> Set exercise A:
Rewrite the listing from the line with "Extract face from the image above." up to and including the line with "111 0 466 480", replacing "Extract" with "Identify" and leaving everything else unchanged.

> Source passage:
┏━━
Python for Bioinformatics: Python bytes

Sunday, November 15, 2009

Python bytes

About ten days ago I posted about looking at the passwords stored in /etc/xgrid/agent/controller-password and similar files.

The code I put up is rather silly. It uses a hard-coded dict to translate bytes (in string rep) to hexadecimal. This is not worth spending too much time on, especially since Python 3 has a whole 'nother attitude about strings and bytes, but I thought I would at least show a simple and more correct (I hope) Python 2 approach to this issue.

So, of course we have bits and bytes on the machine, and strings exist only on-screen or paper. We can represent bits and bytes as integers, or as chars, and vice-versa. I'm sure everyone knows we can go from int to chr and back again:

>>> chr(78)
'N'
>>> ord('P')
80

My understanding is that we should view integers as the natural intermediate form for conversion of bits and bytes from base 2 to other bases.

>>> bin(15)
'0b1111'

In this representation the binary number 1111 is an int (15) or its string representation ('0b1111'). Python also has string reps for hexadecimal and octal:

>>> hex(15)
'0xf'
>>> oct(15)
'017'

We can go from binary or hex back to int, but we need to specify the base:

>>> int('0b1111',2)
15
>>> int('0xf',16)
15

We don't actually need the leading '0x' or '0':

>>> int('f',16)
15
>>> int('17',8)
15

So, the other day I should have just done:

>>> bin(int('0xf',16))
'0b1111'

When reading data from a file:

FH = open('script.py','rb')
data = FH.read(8)
FH.close()

print type(data)
print len(data)
print data

<type 'str'>
8
from bin

Although the file was opened in "binary" mode, the type actually read was <'str'>, and when the data are printed, it looks like a string. Nevertheless, the data do respond well to a function that operates on binary data and converts it to a hexadecimal string representation.

from binascii import *
L = [b2a_hex(b) for b in data]
print L
L = [int(h,16) for h in L]
print L
print [chr(i) for i in L]

['66', '72', '6f', '6d', '20', '62', '69', '6e']
[102, 114, 111, 109, 32, 98, 105, 110]
['f', 'r', 'o', 'm', ' ', 'b', 'i', 'n']

The result is rather different if we use the same function on the data as a whole:

L = b2a_hex(data)
print len(L)
for i in range(0,len(L),2):
   h = L[i:i+2]
   print h,
   print chr(int(h,16))

16
66726f6d2062696e
66 f
72 r
6f o
6d m
20 
62 b
69 i
6e n

In this case, the 8 bytes are converted to 16 hexadecimal characters, and to do the conversion to ints and chars we must read 2 char chunks of the hexadecimal.

Does that make sense?
┗━━
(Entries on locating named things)
┏━━
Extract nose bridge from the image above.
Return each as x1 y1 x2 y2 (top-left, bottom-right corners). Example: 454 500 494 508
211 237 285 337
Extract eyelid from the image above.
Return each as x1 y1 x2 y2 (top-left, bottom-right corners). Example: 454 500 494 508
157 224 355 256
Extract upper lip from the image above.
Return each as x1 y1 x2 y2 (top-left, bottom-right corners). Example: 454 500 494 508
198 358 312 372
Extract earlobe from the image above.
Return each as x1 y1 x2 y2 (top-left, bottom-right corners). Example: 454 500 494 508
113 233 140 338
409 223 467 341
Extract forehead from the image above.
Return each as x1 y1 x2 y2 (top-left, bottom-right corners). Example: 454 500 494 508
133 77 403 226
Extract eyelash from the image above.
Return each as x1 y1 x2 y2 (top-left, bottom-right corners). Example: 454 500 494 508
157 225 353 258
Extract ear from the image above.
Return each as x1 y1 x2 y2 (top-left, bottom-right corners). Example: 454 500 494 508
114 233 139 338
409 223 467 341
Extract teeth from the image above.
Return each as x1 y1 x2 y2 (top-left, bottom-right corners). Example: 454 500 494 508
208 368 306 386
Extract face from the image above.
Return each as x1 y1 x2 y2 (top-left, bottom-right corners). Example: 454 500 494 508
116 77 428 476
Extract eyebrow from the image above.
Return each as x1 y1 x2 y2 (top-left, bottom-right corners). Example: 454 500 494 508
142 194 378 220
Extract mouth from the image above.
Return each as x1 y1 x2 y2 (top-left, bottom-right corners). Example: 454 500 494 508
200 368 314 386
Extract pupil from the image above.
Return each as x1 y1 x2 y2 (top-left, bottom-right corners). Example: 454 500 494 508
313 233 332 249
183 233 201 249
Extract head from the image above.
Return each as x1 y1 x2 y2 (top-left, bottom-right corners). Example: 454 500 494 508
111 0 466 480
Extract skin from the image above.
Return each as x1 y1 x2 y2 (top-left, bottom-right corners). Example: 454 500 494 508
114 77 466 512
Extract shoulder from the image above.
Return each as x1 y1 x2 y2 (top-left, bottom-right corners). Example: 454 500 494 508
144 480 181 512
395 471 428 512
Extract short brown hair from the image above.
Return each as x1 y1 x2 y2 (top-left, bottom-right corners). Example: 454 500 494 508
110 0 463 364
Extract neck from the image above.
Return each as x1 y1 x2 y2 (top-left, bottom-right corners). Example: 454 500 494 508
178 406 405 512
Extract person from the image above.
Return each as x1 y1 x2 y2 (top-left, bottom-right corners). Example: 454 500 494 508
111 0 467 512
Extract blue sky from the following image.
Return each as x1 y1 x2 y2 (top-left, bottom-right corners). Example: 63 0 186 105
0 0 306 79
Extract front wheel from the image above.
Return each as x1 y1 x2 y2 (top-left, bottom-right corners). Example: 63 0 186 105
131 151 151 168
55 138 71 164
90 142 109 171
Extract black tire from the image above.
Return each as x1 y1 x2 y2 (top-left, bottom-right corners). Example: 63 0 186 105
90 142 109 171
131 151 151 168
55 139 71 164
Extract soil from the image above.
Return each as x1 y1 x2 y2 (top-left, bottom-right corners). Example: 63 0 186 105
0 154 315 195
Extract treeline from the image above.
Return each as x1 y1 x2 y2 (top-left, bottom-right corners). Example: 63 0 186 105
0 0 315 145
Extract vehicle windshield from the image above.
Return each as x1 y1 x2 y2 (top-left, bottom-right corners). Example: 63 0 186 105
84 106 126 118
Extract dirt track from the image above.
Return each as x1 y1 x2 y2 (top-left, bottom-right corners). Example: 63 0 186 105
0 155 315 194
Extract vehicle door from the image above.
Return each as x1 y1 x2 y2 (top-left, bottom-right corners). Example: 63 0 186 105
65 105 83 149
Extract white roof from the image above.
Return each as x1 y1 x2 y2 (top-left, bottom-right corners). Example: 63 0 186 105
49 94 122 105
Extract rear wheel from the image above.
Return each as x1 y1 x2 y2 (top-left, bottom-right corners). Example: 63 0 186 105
┗━━
> Set exercise B:
Reproduce the post on Python bytes from "print len(data)" up to and including "hexadecimal string representation.".

> Expected output A:
Identify face from the image above.
Return each as x1 y1 x2 y2 (top-left, bottom-right corners). Example: 454 500 494 508
116 77 428 476
Identify eyebrow from the image above.
Return each as x1 y1 x2 y2 (top-left, bottom-right corners). Example: 454 500 494 508
142 194 378 220
Identify mouth from the image above.
Return each as x1 y1 x2 y2 (top-left, bottom-right corners). Example: 454 500 494 508
200 368 314 386
Identify pupil from the image above.
Return each as x1 y1 x2 y2 (top-left, bottom-right corners). Example: 454 500 494 508
313 233 332 249
183 233 201 249
Identify head from the image above.
Return each as x1 y1 x2 y2 (top-left, bottom-right corners). Example: 454 500 494 508
111 0 466 480

> Expected output B:
print len(data)
print data

<type 'str'>
8
from bin

Although the file was opened in "binary" mode, the type actually read was <'str'>, and when the data are printed, it looks like a string. Nevertheless, the data do respond well to a function that operates on binary data and converts it to a hexadecimal string representation.